> _Exercise task 1_
From the statistics vocabulary list, set down the passage that begins with the words "in a normal" and ends with "(linear or non-linear)".
> _Exercise task 2_
According to the statistics vocabulary list, what does a z-score tell us?

> _Page excerpt_
• • •

Main Vocab

Question 1

when describing a distribution of data, mention..

Answer 1

1. shape
2. center
3. variability (spread)
4. unusual features (outliers or gaps)
   Always include context!

Question 2

A five-number summary includes..

Answer 2

Minimum, Q1, median, Q3, maximum

Question 3

a z-score tells us..

Answer 3

The number of standard deviations above or below the mean.

Question 4

the empirical rule

Answer 4

in a normal distribution:
about 68% of the values lie within 1 standard deviation of the mean
about 95% of the values lie within 2 standard deviations of the mean
about 99.7% of the values lie within 3 standard deviations of the mean

Question 5

when describing a bivariate distribution (scatterplot), mention..

Answer 5

1. direction (positive or negative)
2. strength (strong or weak)
3. form (linear or non-linear)
4. unusual features
   Always include context!

Question 6

residual

Answer 6

Observed value - predicted value. y − ŷ

Question 7

When asked to interpret the slope of a regression line in context, say..

Answer 7

“On average, there is a predicted [increase or decrease] of [slope][units] in [the dependent variable] for every
increase of one [unit] in [the independent variable].”

Question 8

When asked to interpret the y-intercept of a regression line in context, say..

• • •

Some records

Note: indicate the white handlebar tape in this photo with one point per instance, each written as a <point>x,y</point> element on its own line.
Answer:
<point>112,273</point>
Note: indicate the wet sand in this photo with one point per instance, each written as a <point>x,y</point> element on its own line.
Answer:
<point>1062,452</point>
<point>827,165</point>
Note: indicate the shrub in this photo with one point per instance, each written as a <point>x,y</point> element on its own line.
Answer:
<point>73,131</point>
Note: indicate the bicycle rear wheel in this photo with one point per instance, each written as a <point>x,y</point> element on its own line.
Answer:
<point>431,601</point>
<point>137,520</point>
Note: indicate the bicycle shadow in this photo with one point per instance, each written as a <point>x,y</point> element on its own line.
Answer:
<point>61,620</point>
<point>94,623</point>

• • •

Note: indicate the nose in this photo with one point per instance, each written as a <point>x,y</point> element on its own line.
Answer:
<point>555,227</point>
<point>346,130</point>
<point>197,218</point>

• • •

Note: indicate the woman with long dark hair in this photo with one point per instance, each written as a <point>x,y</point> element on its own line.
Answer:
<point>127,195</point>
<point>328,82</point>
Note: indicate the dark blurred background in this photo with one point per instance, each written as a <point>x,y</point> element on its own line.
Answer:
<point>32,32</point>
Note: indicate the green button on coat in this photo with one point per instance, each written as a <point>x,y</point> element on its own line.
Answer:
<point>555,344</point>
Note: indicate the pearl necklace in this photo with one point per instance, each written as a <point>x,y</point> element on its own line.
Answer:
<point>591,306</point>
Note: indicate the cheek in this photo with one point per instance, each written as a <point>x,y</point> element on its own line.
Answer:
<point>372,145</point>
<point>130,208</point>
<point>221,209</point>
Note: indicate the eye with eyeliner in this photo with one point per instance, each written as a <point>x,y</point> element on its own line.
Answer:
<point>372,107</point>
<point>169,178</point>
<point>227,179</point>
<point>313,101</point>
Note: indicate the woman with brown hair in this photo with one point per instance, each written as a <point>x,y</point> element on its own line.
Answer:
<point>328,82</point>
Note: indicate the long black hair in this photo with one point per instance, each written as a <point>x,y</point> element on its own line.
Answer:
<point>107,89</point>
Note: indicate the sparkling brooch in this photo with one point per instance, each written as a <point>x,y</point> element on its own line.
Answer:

• • •

> _Complete output 1_
in a normal distribution:
about 68% of the values lie within 1 standard deviation of the mean
about 95% of the values lie within 2 standard deviations of the mean
about 99.7% of the values lie within 3 standard deviations of the mean

Question 5

when describing a bivariate distribution (scatterplot), mention..

Answer 5

1. direction (positive or negative)
2. strength (strong or weak)
3. form (linear or non-linear)

> _Complete output 2_
The number of standard deviations above or below the mean.